After final judgment granting the petition, mutual support between the spouses ceases. In legal separation, however, the court may order the guilty spouse to give support to the innocent spouse and must specify the terms of the order.
The cessation of spousal support after final judgment does not erase the separate right of children to support from their parents. A child's support rests on filiation and parental obligation, not on the continuing marital bond between the parents.
Protection and Enforcement of the Right
Legal support is protected because it is intended for maintenance. The right to receive support, as well as money or property obtained as support, is not subject to levy on attachment or execution. Creditors cannot take what the law sets aside for the recipient's necessities.
Future support is treated as personal to the recipient's need and status. It should not be defeated by waiver, assignment, or set-off in a manner inconsistent with maintenance. Accrued unpaid amounts are different because they have already become due and may be pursued as enforceable claims subject to the applicable rules.
Failure or refusal to give support may be addressed through civil proceedings for support, provisional relief while the action is pending, enforcement of a support order, and reimbursement claims by persons who supplied support under circumstances recognized by law.
Support Furnished by Third Persons
When a stranger gives support without the knowledge of the person legally obliged to give it, the stranger may recover from the obligor unless it appears that the support was given out of piety and without intent to be repaid. The right of recovery prevents the true obligor from benefiting from another person's necessary intervention.
When the person obliged unjustly refuses or fails to give support and support is urgently needed, any third person may furnish support to the needy individual and seek reimbursement from the person legally obliged. The rule particularly applies when a father or mother unjustly refuses or fails to support a minor child in urgent need.
The two reimbursement situations differ in emphasis. One covers support supplied without the obligor's knowledge, subject to the giver's intent; the other covers urgent need caused by unjust refusal or failure, where reimbursement follows from the obligor's breach of duty.
Contractual and Testamentary Support
Support may also arise from contract or from a will. Contractual or testamentary support may be broader than legal support, but the law distinguishes the portion necessary for legal support from any excess granted by private arrangement or testamentary disposition.
The excess beyond what is required for legal support may be subject to levy on attachment or execution. The protected character of legal support does not automatically extend to additional benefits that go beyond maintenance.
Contractual or testamentary support may be adjusted when modification becomes necessary because of changes in circumstances manifestly beyond the contemplation of the parties. This preserves fairness when the original amount no longer fits the realities of need, means, or the conditions under which the support was created.
Termination and Change in Circumstances
Support continues only while the legal basis and factual need remain. It may cease when the relationship giving rise to support is extinguished, when final judgment ends spousal support as provided by law, when the recipient no longer needs support, or when a statutory limitation applies to the claimant.
The obligor's reduced means ordinarily justifies reduction rather than automatic extinction, because support is measured proportionately. Complete inability to give support may affect enforceability in fact, but it does not erase the family relationship from which the legal obligation arises.
The recipient's improved condition may reduce or eliminate the need for support. Employment, completion of education, acquisition of property, or receipt of sufficient resources may justify modification, but the effect depends on whether the recipient can actually meet the necessities covered by legal support.
----
* WHAT TO DO:
**1.** Answer these from the text on support:
(a) What happens to mutual support between the spouses after final judgment granting the petition?
(b) Besides the right to receive support, what else is not subject to levy on attachment or execution?
(c) When may contractual or testamentary support be adjusted?
**2.** Print the text on support from "The two reimbursement" to "or testamentary disposition.".
**3.** Translate this sentence from the text on support into Spanish: "Creditors cannot take what the law sets aside for the recipient's necessities."
Rely only on the text on support.

[Saved data entries]
----
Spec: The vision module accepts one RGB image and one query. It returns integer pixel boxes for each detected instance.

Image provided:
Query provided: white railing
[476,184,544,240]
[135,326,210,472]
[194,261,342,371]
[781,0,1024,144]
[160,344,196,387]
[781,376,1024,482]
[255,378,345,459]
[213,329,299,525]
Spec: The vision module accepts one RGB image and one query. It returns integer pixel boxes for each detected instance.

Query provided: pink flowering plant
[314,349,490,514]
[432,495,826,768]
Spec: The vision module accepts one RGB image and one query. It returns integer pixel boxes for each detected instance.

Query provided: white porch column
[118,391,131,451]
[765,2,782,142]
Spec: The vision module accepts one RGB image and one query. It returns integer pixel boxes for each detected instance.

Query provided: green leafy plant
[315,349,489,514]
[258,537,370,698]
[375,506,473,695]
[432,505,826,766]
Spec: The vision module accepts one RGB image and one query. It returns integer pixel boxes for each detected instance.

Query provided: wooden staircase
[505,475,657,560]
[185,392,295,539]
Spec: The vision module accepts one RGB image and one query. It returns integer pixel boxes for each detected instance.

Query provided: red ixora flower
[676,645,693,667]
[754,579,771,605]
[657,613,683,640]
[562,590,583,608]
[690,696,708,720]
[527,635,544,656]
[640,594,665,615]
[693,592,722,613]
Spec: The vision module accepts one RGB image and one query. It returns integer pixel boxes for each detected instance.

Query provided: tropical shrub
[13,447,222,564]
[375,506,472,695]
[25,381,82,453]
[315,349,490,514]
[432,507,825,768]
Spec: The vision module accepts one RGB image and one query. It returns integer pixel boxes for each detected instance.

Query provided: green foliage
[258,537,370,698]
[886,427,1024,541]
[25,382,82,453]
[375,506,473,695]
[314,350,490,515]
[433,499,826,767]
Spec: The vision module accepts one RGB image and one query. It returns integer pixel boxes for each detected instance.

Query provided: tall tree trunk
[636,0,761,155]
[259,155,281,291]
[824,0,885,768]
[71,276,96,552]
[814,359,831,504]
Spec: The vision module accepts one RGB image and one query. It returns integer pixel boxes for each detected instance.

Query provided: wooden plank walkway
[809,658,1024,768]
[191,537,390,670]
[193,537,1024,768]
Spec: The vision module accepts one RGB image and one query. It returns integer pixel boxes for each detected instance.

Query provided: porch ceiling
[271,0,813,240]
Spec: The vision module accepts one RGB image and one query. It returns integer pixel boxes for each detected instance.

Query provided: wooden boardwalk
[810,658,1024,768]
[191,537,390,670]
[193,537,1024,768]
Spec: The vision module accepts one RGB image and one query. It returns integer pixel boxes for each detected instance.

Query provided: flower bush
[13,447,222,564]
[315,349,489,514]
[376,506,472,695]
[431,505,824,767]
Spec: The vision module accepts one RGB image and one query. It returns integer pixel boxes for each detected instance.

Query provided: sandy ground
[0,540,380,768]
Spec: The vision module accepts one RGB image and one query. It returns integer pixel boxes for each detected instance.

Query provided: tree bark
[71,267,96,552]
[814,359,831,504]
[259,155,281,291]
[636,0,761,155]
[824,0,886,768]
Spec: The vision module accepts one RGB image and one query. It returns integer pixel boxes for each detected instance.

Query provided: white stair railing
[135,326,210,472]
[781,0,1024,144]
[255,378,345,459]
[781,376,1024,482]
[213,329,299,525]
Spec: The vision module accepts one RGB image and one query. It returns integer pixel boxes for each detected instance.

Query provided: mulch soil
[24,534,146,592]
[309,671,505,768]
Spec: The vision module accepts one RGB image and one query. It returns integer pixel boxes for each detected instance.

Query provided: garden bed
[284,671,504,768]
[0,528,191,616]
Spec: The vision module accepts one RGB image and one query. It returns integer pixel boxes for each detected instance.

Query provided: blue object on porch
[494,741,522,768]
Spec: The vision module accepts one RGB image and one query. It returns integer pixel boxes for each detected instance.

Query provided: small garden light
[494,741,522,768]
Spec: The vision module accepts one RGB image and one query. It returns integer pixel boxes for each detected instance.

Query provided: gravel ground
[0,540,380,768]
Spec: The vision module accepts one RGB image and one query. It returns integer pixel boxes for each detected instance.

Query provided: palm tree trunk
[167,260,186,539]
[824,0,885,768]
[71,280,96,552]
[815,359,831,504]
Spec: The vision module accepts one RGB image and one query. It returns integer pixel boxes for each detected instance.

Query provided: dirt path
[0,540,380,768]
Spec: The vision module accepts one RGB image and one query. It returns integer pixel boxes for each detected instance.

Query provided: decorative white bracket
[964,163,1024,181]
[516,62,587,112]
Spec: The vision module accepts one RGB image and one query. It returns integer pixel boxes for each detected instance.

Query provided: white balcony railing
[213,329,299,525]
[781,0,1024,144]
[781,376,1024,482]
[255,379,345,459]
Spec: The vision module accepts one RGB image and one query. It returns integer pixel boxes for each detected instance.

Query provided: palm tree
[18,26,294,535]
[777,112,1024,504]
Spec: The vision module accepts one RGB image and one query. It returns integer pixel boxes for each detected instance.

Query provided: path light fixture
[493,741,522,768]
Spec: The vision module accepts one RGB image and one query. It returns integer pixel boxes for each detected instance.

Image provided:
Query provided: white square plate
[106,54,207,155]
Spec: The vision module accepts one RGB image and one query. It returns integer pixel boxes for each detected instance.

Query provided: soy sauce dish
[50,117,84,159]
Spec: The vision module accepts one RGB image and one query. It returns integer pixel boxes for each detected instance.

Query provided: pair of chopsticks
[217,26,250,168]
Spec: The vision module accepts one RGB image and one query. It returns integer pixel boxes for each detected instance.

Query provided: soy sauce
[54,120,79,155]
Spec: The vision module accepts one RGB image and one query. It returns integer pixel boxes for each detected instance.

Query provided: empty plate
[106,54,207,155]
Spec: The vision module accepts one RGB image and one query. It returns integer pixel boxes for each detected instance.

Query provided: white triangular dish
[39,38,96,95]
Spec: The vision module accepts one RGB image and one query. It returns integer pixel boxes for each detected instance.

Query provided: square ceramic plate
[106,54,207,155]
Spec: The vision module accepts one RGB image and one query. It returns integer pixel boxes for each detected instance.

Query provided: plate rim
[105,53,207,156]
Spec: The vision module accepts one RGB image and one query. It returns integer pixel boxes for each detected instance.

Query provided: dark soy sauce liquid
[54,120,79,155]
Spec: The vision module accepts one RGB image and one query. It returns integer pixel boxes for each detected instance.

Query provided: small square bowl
----
* SOLUTIONS IN ORDER:
**1.**
(a) It ceases.
(b) Money or property obtained as support.
(c) When modification becomes necessary because of changes in circumstances manifestly beyond the contemplation of the parties.

**2.**
The two reimbursement situations differ in emphasis. One covers support supplied without the obligor's knowledge, subject to the giver's intent; the other covers urgent need caused by unjust refusal or failure, where reimbursement follows from the obligor's breach of duty.
Contractual and Testamentary Support
Support may also arise from contract or from a will. Contractual or testamentary support may be broader than legal support, but the law distinguishes the portion necessary for legal support from any excess granted by private arrangement or testamentary disposition.

**3.** Los acreedores no pueden tomar lo que la ley reserva para las necesidades del beneficiario.